Pull out each line of the data below that contains the word "shallow".

__Material supplied__:
····················

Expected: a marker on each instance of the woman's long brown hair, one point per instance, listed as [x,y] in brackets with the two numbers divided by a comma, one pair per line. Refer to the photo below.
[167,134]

····················

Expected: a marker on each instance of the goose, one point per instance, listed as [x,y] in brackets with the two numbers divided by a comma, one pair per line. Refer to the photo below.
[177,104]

····················

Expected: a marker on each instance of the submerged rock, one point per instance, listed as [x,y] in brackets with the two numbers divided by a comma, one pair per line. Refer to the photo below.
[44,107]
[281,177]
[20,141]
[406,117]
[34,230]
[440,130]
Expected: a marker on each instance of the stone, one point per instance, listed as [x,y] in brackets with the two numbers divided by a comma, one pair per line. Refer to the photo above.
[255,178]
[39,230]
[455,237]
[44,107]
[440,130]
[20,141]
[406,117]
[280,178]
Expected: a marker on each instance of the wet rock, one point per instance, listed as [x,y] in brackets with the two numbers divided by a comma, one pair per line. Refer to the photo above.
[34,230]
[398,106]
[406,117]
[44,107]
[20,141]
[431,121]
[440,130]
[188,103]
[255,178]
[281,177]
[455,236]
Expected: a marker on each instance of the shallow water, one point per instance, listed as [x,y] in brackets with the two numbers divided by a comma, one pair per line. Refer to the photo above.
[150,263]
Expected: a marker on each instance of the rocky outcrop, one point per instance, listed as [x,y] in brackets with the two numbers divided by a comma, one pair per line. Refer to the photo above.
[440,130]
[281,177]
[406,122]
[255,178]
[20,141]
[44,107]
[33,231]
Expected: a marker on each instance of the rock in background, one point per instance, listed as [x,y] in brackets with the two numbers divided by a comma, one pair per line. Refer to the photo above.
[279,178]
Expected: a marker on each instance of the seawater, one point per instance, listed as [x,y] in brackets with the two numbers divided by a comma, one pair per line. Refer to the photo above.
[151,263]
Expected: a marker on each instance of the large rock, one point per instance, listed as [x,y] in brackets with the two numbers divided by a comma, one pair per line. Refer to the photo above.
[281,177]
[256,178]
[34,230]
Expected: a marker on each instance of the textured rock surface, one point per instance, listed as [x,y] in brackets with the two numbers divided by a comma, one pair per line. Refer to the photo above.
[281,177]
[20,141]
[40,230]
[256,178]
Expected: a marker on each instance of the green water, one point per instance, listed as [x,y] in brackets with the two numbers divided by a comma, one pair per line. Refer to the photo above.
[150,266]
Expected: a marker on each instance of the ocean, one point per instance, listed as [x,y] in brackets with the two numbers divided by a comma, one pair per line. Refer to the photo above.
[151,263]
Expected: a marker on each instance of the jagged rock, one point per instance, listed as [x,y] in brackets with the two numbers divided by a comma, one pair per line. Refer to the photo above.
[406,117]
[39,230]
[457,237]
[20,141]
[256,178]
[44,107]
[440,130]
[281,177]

····················

__Solution__:
Expected: a marker on each instance of the shallow water, one point per instance, listed as [x,y] in brackets with the two numbers divided by a comma, one pair per line. Refer to the photo above.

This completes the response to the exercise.